* _EXERCISE_
Return exactly the lines of the data below, from the one that contains "# point at: grey sky" through the final line, and leave out every picture.

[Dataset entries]
---

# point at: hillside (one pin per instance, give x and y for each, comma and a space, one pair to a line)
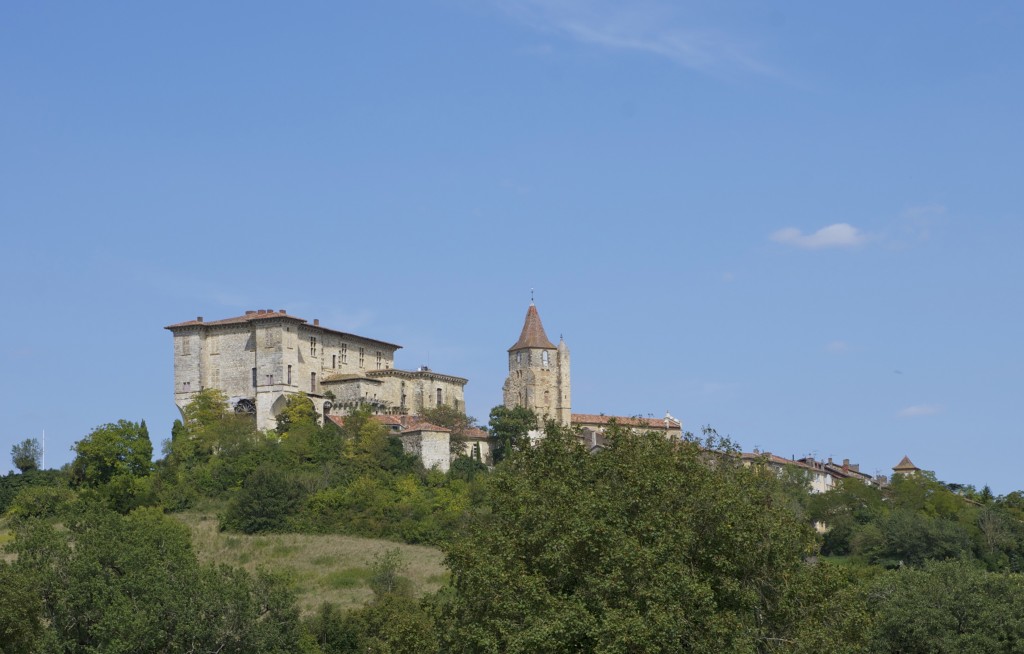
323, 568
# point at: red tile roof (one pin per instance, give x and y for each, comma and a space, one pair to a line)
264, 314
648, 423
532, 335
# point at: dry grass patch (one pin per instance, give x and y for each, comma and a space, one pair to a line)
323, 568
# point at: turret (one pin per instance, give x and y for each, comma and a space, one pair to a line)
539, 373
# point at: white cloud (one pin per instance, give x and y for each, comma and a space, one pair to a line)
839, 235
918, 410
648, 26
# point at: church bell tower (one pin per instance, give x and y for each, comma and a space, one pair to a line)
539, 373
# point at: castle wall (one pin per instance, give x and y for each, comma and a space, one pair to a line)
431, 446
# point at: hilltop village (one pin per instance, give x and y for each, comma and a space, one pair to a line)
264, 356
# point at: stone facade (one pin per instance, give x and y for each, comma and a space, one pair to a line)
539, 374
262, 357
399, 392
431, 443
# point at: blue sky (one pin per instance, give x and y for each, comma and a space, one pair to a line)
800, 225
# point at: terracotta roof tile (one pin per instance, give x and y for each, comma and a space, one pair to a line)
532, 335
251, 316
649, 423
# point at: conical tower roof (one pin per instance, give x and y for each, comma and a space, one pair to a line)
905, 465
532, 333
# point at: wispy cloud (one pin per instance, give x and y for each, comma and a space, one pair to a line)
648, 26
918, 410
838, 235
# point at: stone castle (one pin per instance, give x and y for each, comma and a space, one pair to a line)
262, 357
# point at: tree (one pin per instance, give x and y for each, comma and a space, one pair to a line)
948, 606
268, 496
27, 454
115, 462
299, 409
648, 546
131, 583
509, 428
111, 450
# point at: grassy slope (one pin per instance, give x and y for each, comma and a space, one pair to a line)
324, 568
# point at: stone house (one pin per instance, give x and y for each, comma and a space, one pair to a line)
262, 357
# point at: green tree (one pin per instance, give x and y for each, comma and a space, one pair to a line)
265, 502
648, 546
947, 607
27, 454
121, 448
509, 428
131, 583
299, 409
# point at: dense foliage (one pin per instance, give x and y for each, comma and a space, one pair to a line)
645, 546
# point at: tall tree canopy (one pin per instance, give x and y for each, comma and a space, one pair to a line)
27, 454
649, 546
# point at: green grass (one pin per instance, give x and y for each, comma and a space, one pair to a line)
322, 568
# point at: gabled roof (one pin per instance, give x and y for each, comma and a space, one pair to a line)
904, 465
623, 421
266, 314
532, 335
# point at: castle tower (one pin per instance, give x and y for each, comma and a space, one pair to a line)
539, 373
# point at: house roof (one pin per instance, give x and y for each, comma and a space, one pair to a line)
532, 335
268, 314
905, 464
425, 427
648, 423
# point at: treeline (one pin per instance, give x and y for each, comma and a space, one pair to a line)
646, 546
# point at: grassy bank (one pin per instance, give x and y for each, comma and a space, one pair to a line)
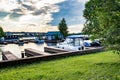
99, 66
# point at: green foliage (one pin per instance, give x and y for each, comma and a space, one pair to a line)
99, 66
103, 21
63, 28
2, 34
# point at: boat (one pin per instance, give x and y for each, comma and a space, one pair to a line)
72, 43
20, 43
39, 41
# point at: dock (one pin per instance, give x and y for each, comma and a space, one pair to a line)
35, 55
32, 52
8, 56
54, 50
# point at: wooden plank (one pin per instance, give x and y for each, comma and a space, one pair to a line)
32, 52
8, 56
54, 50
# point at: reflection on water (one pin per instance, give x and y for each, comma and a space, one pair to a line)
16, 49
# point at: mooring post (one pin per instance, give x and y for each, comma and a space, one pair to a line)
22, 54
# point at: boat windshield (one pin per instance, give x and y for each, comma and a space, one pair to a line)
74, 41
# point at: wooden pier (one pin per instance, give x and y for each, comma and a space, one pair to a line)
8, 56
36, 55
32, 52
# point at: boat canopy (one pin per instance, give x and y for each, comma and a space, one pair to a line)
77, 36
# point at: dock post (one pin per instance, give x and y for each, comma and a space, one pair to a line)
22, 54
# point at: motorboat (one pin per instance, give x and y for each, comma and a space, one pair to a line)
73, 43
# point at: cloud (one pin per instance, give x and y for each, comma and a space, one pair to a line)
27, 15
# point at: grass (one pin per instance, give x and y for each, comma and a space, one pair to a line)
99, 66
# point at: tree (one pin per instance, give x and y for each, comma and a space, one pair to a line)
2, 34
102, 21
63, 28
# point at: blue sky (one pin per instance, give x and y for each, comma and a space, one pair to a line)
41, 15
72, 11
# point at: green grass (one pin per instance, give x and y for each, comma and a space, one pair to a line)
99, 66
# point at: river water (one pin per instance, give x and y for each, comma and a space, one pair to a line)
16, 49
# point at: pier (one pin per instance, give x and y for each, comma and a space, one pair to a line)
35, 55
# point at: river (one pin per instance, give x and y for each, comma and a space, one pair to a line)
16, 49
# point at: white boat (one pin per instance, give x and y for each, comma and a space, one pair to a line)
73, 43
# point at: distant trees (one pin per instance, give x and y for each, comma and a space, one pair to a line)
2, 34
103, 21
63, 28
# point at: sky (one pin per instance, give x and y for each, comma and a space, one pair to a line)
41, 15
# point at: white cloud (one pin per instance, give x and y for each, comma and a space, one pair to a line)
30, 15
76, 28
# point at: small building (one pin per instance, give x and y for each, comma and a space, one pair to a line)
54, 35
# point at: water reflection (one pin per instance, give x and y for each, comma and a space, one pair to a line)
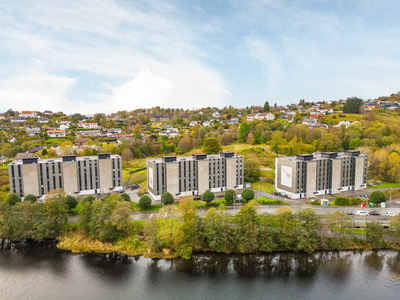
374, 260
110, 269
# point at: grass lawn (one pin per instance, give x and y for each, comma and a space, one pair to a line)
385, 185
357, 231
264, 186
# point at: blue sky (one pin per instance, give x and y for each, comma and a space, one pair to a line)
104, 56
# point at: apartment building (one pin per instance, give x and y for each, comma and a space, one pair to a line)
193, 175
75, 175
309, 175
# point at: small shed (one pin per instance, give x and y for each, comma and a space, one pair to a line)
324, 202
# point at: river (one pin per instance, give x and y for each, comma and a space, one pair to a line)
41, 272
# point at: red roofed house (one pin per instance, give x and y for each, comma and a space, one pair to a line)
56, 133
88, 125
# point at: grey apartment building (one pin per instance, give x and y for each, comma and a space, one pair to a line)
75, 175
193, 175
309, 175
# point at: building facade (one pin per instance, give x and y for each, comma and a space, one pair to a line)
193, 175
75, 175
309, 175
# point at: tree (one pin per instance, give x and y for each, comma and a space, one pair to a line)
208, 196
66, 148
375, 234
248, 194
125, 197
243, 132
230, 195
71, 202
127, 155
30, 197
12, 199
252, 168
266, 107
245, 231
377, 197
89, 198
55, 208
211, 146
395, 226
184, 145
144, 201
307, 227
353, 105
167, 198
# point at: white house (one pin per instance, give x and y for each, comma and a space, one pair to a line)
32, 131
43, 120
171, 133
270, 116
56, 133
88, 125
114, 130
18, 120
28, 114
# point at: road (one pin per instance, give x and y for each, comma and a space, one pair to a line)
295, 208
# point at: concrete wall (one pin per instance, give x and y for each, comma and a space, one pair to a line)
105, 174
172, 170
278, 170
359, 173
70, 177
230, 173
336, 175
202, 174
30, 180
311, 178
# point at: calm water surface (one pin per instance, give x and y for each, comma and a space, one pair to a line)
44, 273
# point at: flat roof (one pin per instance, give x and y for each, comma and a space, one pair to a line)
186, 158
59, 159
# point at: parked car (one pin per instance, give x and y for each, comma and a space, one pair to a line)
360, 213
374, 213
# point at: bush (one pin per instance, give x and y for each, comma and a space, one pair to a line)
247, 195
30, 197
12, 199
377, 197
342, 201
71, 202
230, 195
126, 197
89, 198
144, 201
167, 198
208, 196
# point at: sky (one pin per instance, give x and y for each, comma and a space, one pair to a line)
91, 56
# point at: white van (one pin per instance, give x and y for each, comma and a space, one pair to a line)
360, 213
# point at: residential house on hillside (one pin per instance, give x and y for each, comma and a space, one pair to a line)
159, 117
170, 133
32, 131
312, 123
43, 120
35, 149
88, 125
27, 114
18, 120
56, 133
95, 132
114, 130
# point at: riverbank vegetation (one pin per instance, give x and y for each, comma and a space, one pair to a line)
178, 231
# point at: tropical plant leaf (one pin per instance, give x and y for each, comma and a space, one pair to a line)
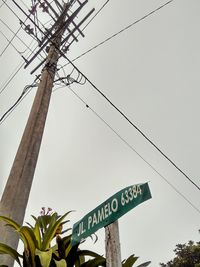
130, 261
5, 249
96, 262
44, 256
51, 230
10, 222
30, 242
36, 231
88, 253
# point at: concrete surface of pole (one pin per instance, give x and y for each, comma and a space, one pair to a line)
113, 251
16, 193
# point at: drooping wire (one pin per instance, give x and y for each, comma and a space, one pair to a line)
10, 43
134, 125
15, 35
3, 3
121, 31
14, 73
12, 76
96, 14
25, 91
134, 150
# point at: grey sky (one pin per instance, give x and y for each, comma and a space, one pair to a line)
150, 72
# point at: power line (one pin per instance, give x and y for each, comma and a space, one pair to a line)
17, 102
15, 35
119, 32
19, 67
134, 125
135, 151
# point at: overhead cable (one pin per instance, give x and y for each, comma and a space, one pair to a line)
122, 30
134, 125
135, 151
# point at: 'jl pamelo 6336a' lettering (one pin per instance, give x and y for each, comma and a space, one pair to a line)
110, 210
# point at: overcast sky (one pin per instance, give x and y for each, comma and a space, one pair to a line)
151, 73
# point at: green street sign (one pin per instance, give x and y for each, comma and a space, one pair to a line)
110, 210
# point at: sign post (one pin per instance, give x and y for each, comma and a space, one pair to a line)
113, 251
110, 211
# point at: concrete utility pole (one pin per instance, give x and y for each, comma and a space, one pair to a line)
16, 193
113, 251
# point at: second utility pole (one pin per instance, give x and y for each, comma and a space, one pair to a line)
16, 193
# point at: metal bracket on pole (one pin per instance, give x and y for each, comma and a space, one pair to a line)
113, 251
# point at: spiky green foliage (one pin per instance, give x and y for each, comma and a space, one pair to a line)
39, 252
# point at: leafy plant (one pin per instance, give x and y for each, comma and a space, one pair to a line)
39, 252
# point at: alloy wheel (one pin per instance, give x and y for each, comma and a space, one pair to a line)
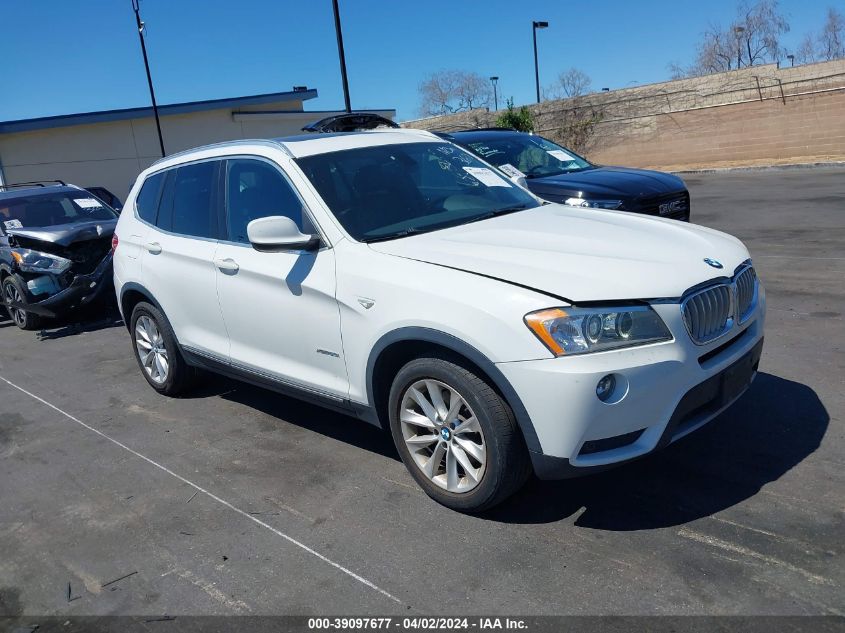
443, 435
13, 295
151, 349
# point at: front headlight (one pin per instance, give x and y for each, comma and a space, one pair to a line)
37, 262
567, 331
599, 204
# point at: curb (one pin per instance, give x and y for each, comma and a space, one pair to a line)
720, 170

---

* _ANSWER SPACE_
# point at: grey sky (one pin per instance, give x and y for each, comma and a space, one pair to a line)
150, 72
# point at: power line (one pin per instance, give x and y for each, comma and a space, one pair to a line)
17, 102
15, 35
119, 32
19, 67
134, 125
135, 151
# point at: overhead cable (one pin per instance, give x and y for each, comma and a space, one pair to a line)
122, 30
134, 125
135, 151
# point at: 'jl pamelo 6336a' lettering (one pin per instance, give x and y for each, comma and a space, one pair to a line)
110, 210
# point at: overcast sky (one pin per instance, give x and y for each, comma and a space, one pair to a line)
151, 73
# point at: green street sign (one pin per instance, give x and y for each, comma and a space, one pair to a line)
110, 210
# point at: sign post (one pin per instance, give x and y for each, comma and a space, one pair to a line)
113, 251
110, 211
# point at: concrete utility pole (one pin per instance, give x and y for each, comma and a space, one pair to a line)
16, 193
113, 251
# point at: second utility pole (one pin per instance, give x and y for each, comma and a space, one pair to a line)
16, 193
# point at: metal bracket on pole (one pin per instance, give x and y for each, comma and a space, one pair to a line)
113, 251
# point at: spiky green foliage (one pin per instance, give x and y for each, comma and a space, one pair to a line)
39, 252
# point at: leafy plant (one pin per instance, give x and y for each, comma and a space, one pair to a line)
39, 252
# point at: alloy wheel (one pin per instance, give x and y for each, comma and a space, one pair to a line)
443, 435
13, 295
151, 349
# point at: front headlight (one pin per instance, give x and y for each, comma and a space, one pair to a line)
37, 262
567, 331
599, 204
# point at: curb (one pin per instance, give x and y for each, comma and a space, one pair to a line)
720, 170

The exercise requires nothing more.